[Date Prev][Date Next] [Thread Prev][Thread Next] [Date Index] [Thread Index]

Re: When should we https our mirrors?



On 15 October 2016 at 20:25, Tollef Fog Heen <tfheen@err.no> wrote:
> ]] Paul Tagliamonte
>
>> So, when are we going to push this? If not now, what criteria need to
>> be met? Why can't we https-ify the default CDN mirror today?
>
> The usual crypto answer: because key handling is hard.
>
> Doing this for the per-country mirrors means that repointing mirrors
> becomes a lot harder than it currently is, and this is something we do
> on a daily basis.  We'd need a solution for deploying the TLS cert for,
> say, ftp.de.d.o to ftp.se.d.o (or ftp.d.o) if ftp.d.o is down for
> maintenance.

### CHALLENGE
Copy the mailing-list message about putting the mirrors on HTTPS from "On 15 October" to "CDN mirror today?", word for word.

### DATA LINES
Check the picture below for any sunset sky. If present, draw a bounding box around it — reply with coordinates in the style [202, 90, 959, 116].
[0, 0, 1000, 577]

### WRITTEN ANSWER
On 15 October 2016 at 20:25, Tollef Fog Heen <tfheen@err.no> wrote:
> ]] Paul Tagliamonte
>
>> So, when are we going to push this? If not now, what criteria need to
>> be met? Why can't we https-ify the default CDN mirror today?